▶ _SOURCE PASSAGE_:
▬▬▬▬▬▬
U.K.'s Johnson and France's Macron agree to work together on Russian sanctions
British Prime Minister Boris Johnson and French President Emmanuel Macron spoke Tuesday about the "chilling developments" in Ukraine and agreed to take actions on those supporting President Vladimir Putin's "aggressive approach," a spokeswoman from the U.K. leader's office said in a statement.
"The leaders agreed they needed to continue to work in lockstep to target Russian individuals and entities bankrolling President Putin’s aggressive approach," she said.
“Russia’s actions don’t just threaten Ukraine’s sovereignty, but are a blatant attack on freedom and democracy, the leaders agreed," she said. “The pair reiterated that together, the U.K. and France were working to reinforce Europe’s borders and defend European security against increasing Russian aggression."
She added that Johnson had called Putin’s actions "a gross violation of international law."
McConnell says 'world is watching' U.S. response to Russia-Ukraine crisis
Senate Minority Leader Mitch McConnell, R-Ky., warned Tuesday that Russian President Vladimir Putin's actions will only escalate and become more aggressive.
Putin has "turned his back on the Minsk process and diplomacy in favor of escalation and invasion of a sovereign country," said McConnell in a statement. "Every indication suggests these actions will almost certainly be used as a prelude to even further aggression and an even larger invasion."
The U.S. and the European Union on Tuesday announced sanctions targeting two Moscow-backed breakaway regions in eastern Ukraine after Putin recognized their independence Monday.
"The world is watching. Our allies, our adversaries, and neutral countries will all judge the West by our response — and plan their futures accordingly," McConnell continued, warning that all eyes are on the U.S.'s response to Putin.
During a separate event on Tuesday, in reference to Biden's upcoming remarks, McConnell said "what I hope he's saying right now is that from a sanctions point of view, we're gonna impose the toughest possible sanctions now."
Sen. Lindsey Graham says GOP would back strong economic action on Russia
Sen. Lindsey Graham, R-S.C., told reporters Tuesday that a "bunch of Republicans" would back firm economic sanctions and actions against Russia.
"The only thing Putin will understand is a strong response," Graham said at a press conference in South Carolina, where he called the unfolding situation in Ukraine "the most important time in world history since the end of World War II."
He called for harsh sanctions targeting Russian oligarchs, and praised President Joe Biden for sending American troops to bolster the defenses of NATO allies along the Russian border, but said he'd been too slow to take action.
He criticized the administration's approach as "minimalist, and that needs to change."
"Well right now, Mr. President, you're playing footsie with Putin and you're losing. He's walking all over you and our allies," Graham said, but "there's bipartisanship to go after the oligarchs. There's bipartisanship to beef up NATO. There's bipartisanship for biting sanctions."
▬▬▬▬▬▬
▶ _REQUIREMENT A_: Retype part of the news passage on reactions to Russia's moves in Ukraine word for word, beginning at the words "During a separate" and stopping after "actions against Russia.".
▶ _REQUIREMENT B_: Write the next few paragraphs of the news passage on reactions to Russia's moves in Ukraine, picking up after its final sentence.

Dataset rows
▬▬▬▬▬▬
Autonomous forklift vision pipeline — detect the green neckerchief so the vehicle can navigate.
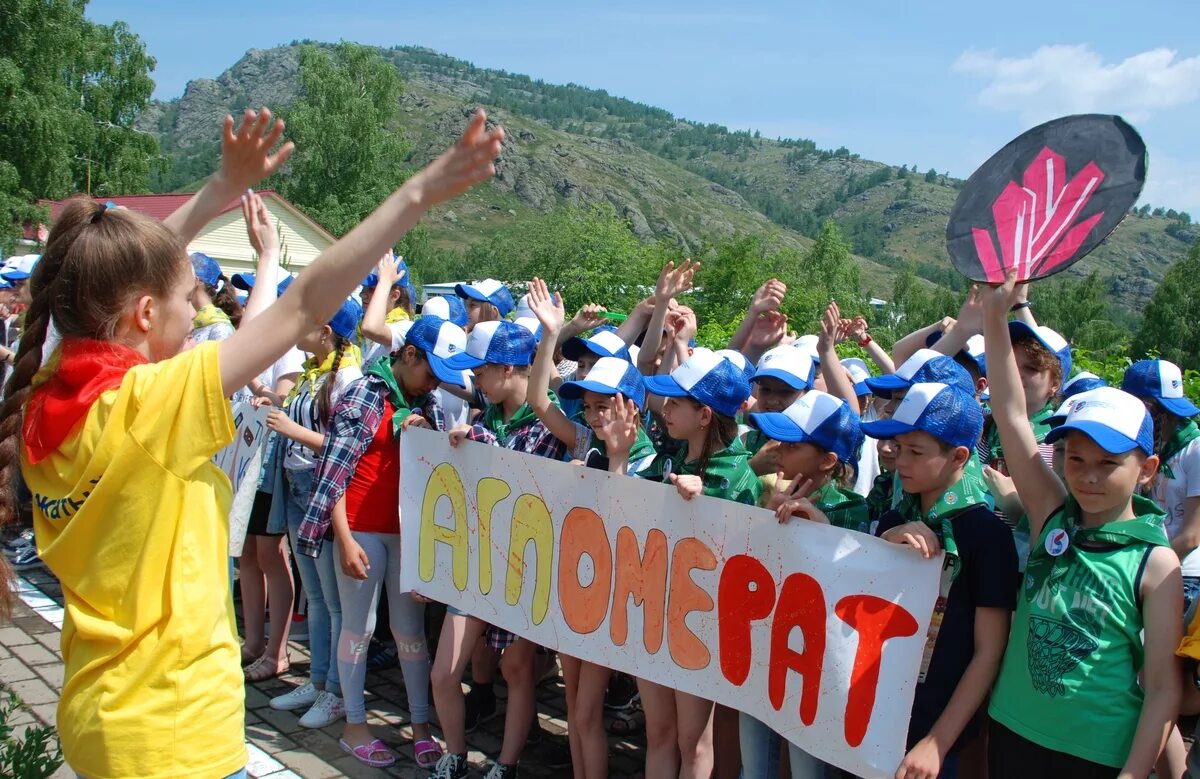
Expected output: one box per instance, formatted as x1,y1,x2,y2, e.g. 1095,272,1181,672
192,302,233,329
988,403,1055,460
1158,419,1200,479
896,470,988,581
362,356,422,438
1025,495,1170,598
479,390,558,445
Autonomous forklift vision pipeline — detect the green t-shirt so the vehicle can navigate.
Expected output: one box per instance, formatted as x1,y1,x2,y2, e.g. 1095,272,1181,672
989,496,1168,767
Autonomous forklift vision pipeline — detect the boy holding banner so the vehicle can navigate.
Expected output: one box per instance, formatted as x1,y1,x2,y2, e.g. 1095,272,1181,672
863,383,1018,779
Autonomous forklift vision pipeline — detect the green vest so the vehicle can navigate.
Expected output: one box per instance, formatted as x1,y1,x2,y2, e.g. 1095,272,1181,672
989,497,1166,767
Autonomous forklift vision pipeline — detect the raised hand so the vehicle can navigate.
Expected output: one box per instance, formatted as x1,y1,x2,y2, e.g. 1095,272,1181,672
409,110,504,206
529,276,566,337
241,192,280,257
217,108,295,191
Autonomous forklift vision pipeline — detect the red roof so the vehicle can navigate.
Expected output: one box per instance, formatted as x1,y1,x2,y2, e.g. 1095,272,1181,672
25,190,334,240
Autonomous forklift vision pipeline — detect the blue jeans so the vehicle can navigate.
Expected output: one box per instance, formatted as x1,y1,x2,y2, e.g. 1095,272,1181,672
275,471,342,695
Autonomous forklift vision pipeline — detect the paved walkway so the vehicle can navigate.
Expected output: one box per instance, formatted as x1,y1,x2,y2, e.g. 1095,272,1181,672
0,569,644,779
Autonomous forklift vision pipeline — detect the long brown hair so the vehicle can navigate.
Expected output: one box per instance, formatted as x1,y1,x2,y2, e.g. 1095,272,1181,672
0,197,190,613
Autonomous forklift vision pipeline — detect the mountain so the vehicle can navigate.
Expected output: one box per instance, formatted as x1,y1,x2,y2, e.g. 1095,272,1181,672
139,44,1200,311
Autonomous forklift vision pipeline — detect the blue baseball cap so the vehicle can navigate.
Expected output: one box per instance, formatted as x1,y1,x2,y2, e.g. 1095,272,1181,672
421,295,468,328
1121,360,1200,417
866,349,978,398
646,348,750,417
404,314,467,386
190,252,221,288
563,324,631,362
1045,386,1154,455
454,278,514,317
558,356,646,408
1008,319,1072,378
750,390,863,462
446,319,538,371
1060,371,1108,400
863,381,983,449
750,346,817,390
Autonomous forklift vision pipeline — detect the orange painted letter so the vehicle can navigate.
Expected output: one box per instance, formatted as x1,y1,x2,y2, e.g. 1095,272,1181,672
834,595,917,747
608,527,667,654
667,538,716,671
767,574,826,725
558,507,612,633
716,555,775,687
▬▬▬▬▬▬
▶ _REPLY A_:
During a separate event on Tuesday, in reference to Biden's upcoming remarks, McConnell said "what I hope he's saying right now is that from a sanctions point of view, we're gonna impose the toughest possible sanctions now."
Sen. Lindsey Graham says GOP would back strong economic action on Russia
Sen. Lindsey Graham, R-S.C., told reporters Tuesday that a "bunch of Republicans" would back firm economic sanctions and actions against Russia.

▶ _REPLY B_:
"I promise you there are a bunch of Republicans that will stand firmly with you to push back against this outrage by Putin and to reset the world order. I also promise you if you try to soft-sell this and don't push back hard, the Republican Party will be an alternative to what you're suggesting," Graham said.
A Ukrainian serviceman at a position on the front line with Russia-backed separatists near the settlement of Troitske in the Lugansk region on Tuesday.
Putin calls for recognition of Crimea as Russia
President Vladimir Putin said Moscow had recognized the two breakaway republics within the boundaries of Ukraine's Donetsk and Luhansk regions, vast swaths of which are held by the Ukrainian military.
He added that the Minsk peace agreement, that sought to end war in Ukraine's Donbas region, no longer existed, but blamed Kyiv for its demise.
Putin also claimed that Russia's 2014 annexation of Ukraine's Crimean Peninsula should be internationally recognized as part of Russia. He said this was legitimate reflection of the local population's choice and likened it to a vote for Kosovo independence.
The annexation has been widely condemned by Western powers as a breach of international law.
Re-emphasizing that Russia is "categorically against Ukraine joining NATO," he said it should renounce its bid to join the alliance and assume a "neutral status." He added that the West should stop sending weapons there.
Blinken, Lavrov meeting 'in real jeopardy' after Russian troop movement
A meeting between Secretary of State Tony Blinken and Russia’s Foreign Minister Sergey Lavrov planned for Thursday is now “in real jeopardy," a senior Biden administration official told NBC News.
A second official said it’s hard to see how the meeting goes forward and a third official said it’s “likely” the meeting won’t happen. By extension, that means any summit between Biden and Putin is in jeopardy as well, these officials acknowledged.
These comments track with comments by deputy national security adviser Jon Finer, who told CNN this morning, “I think what Russia has done has made a diplomatic path much harder to walk down and much less likely.”
On MSNBC’s “Morning Joe," Finer said he would “leave it to the State Department to determine whether or not that meeting goes forward."
"Regardless, Russia is taking significant steps away from diplomacy," he added. "We are not gonna be the ones that close the door, but all signs are not encouraging about the path they seem to be choosing."
Biden to give update on Ukraine in White House speech
President Joe Biden will speak from the East Room at 1 p.m. ET Tuesday to provide an "update on Russia and Ukraine," the White House announced.
The Biden administration on Tuesday called Russia’s movement of troops into eastern Ukraine an "invasion," a move Biden has said would trigger significant economic sanctions against Moscow.
Deputy National Security Adviser Jon Finer said earlier Tuesday that Russia had crossed a line and that Biden would announce in the coming hours new sanctions against Russia.
Russia continues to plan for Ukraine attack, NATO says
There is "every indication that Russia is continuing to plan for a full-scale attack of Ukraine," NATO Secretary-General Jens Stoltenberg told a news conference in Brussels Tuesday.
Calling on Russia to "step back," he said it was "never too late not to attack."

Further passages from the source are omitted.